Output the line that contains "Task: pointing. Mark each instance of the blue", then every line beneath it through the end of the records, exactly as given and with no other lines.

Natural-language object grounding data
##########

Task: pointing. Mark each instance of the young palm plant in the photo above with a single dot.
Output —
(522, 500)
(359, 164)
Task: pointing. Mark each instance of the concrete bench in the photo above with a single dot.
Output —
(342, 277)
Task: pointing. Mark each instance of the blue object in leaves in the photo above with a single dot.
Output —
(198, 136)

##########

Answer for this exercise:
Task: pointing. Mark each instance of the blue object in leaves in the photo above with a single dot.
Output —
(198, 136)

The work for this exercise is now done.